==== Source material ====

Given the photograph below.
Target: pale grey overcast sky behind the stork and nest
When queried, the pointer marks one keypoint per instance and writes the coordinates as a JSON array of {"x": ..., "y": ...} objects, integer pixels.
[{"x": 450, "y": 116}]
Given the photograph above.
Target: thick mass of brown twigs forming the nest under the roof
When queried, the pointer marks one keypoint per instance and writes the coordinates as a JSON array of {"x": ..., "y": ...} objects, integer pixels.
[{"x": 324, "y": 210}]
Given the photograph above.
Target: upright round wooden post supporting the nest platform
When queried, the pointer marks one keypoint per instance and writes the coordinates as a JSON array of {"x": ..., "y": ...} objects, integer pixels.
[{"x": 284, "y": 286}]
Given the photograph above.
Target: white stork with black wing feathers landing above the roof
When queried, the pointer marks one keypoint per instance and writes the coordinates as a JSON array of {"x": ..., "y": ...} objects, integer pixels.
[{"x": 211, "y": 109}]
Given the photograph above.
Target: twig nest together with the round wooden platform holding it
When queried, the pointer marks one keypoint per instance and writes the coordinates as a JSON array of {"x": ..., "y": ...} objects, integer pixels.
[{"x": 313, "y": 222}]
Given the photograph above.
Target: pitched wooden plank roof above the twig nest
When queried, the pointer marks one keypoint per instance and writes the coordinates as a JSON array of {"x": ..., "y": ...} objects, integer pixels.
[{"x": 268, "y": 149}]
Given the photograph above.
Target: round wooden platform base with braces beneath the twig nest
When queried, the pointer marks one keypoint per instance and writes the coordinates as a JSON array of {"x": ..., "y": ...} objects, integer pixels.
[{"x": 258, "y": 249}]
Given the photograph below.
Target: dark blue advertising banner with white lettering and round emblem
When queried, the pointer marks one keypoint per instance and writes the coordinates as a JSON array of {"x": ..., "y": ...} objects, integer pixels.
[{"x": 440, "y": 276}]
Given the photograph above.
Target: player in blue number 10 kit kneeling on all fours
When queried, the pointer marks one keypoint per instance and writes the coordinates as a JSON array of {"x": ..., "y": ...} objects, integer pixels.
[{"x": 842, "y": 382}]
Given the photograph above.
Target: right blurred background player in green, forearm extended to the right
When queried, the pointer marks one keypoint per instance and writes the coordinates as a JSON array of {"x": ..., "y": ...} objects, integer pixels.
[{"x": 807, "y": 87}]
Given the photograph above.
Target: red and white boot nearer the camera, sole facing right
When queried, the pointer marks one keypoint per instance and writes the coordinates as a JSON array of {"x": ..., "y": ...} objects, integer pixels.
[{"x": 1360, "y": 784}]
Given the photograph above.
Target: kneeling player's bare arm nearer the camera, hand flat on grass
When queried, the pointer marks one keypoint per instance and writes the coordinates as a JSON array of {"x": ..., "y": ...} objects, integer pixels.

====

Problem requirements:
Once more, write out the records in full, exactly as they appear.

Reply to the task:
Given the photograph below.
Target: pale grey overcast sky behind the stork and nest
When queried, the pointer marks one keypoint per instance and writes the coordinates as a JSON array of {"x": ..., "y": ...} objects, integer pixels.
[{"x": 450, "y": 116}]
Given the photograph above.
Target: thick mass of brown twigs forming the nest under the roof
When queried, the pointer marks one keypoint per instance and writes the coordinates as a JSON array of {"x": ..., "y": ...} objects, integer pixels.
[{"x": 324, "y": 210}]
Given the photograph above.
Target: upright round wooden post supporting the nest platform
When queried, the pointer marks one keypoint per instance and writes the coordinates as a JSON array of {"x": ..., "y": ...} objects, integer pixels.
[{"x": 284, "y": 286}]
Given the photograph above.
Target: white stork with black wing feathers landing above the roof
When queried, the pointer marks one keypoint per instance and writes the coordinates as a JSON array of {"x": ..., "y": ...} objects, integer pixels.
[{"x": 211, "y": 109}]
Given the photograph above.
Target: twig nest together with the round wooden platform holding it
When queried, the pointer marks one keypoint per instance and writes the coordinates as a JSON array of {"x": ..., "y": ...} objects, integer pixels.
[{"x": 313, "y": 222}]
Given the photograph above.
Target: pitched wooden plank roof above the twig nest
When queried, the pointer marks one keypoint per instance and writes the coordinates as a JSON array of {"x": ..., "y": ...} objects, integer pixels.
[{"x": 268, "y": 149}]
Given the photograph above.
Target: round wooden platform base with braces beneath the twig nest
When queried, the pointer marks one keypoint per instance and writes the coordinates as a JSON array of {"x": ..., "y": ...} objects, integer pixels.
[{"x": 258, "y": 249}]
Given the photograph below.
Target: dark blue advertising banner with white lettering and round emblem
When queried, the pointer marks one keypoint per instance and writes the coordinates as a JSON array of {"x": ..., "y": ...} objects, integer pixels.
[{"x": 440, "y": 276}]
Given the photograph above.
Target: player in blue number 10 kit kneeling on all fours
When queried, the pointer marks one keypoint per instance and writes the coordinates as a JSON array of {"x": ..., "y": ...} objects, integer pixels.
[{"x": 842, "y": 382}]
Given the photograph above.
Target: right blurred background player in green, forearm extended to the right
When queried, the pointer marks one keypoint per instance and writes the coordinates as a JSON array of {"x": ..., "y": ...} objects, integer pixels.
[{"x": 807, "y": 87}]
Given the photograph above.
Target: red and white boot nearer the camera, sole facing right
When queried, the pointer marks one keypoint per instance and writes the coordinates as a JSON array of {"x": ..., "y": ...} objects, integer pixels.
[{"x": 1360, "y": 784}]
Given the photograph above.
Target: kneeling player's bare arm nearer the camera, hand flat on grass
When queried, the pointer marks one keypoint per instance and writes the coordinates as a JSON array of {"x": ..., "y": ...} objects, integer pixels.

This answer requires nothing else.